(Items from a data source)
++++++++++++++++++++
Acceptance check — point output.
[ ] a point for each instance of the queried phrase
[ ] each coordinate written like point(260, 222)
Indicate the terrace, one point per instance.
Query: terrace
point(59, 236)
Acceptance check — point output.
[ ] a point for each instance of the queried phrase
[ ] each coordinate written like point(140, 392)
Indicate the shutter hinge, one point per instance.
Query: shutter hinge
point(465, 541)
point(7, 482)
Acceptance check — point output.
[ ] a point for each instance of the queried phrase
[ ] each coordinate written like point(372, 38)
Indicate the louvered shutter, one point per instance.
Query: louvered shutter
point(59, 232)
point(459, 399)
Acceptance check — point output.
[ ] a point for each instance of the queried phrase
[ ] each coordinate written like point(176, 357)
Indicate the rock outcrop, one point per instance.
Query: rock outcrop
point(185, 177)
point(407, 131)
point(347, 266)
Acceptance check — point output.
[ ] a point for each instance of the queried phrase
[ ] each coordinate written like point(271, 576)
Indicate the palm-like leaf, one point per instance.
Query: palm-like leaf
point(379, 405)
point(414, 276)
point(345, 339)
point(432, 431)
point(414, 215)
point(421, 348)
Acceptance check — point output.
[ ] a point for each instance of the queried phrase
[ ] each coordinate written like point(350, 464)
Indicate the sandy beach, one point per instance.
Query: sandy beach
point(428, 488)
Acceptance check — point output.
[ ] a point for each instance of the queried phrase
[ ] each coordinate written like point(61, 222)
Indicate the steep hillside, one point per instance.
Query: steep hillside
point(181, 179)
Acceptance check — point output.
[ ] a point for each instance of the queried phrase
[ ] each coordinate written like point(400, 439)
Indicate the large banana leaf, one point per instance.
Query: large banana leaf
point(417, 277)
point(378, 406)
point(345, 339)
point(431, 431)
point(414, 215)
++++++++++++++++++++
ASSIGNMENT: Nothing in the entries above may be left out; retype them all exactly.

SOLUTION TO THIS PROBLEM:
Acceptance check — point output.
[ ] a point for each instance of the queried phrase
[ ] each coordinate written like point(260, 222)
Indicate the terrace, one point per instance.
Query: terrace
point(59, 236)
Acceptance check — point output.
[ ] a point for each instance of the queried phrase
[ ] each coordinate written like point(140, 392)
Indicate the shutter hinge, one point per instance.
Query: shutter hinge
point(465, 541)
point(7, 482)
Acceptance check — point output.
[ ] a point for each instance of the queried phrase
[ ] each coordinate written like point(372, 38)
Indicate the louvered shutter, one point per instance.
Query: louvered shutter
point(59, 232)
point(459, 399)
Acceptance check — point output.
[ ] a point for each instance of the queried phrase
[ ] each coordinate written like point(176, 357)
Indicate the rock outcrop, one point per instance.
Query: rock outcrop
point(185, 177)
point(407, 131)
point(347, 266)
Acceptance check — point output.
[ ] a point for each instance of the queried phrase
[ ] each coordinate written like point(271, 576)
Indicate the palm-like leaf, one point per instance.
Query: palm-like leaf
point(379, 405)
point(414, 276)
point(345, 339)
point(432, 431)
point(414, 215)
point(421, 348)
Acceptance check — point output.
[ ] a point for each instance of the queried phrase
[ ] each coordinate written like point(350, 464)
Indicate the sandy beach, one point per instance.
Query: sandy beach
point(428, 488)
Acceptance check — point output.
[ ] a point for each instance of the queried phrase
[ ] each coordinate written like point(61, 222)
Indicate the steep hillside, one point per instance.
Query: steep hillside
point(181, 179)
Acceptance check — point output.
[ ] a point for each instance of the queried phrase
[ ] each coordinate written like point(400, 439)
Indicate the large banana leaf, one point per instance.
Query: large banana leaf
point(417, 277)
point(378, 406)
point(345, 339)
point(431, 431)
point(414, 215)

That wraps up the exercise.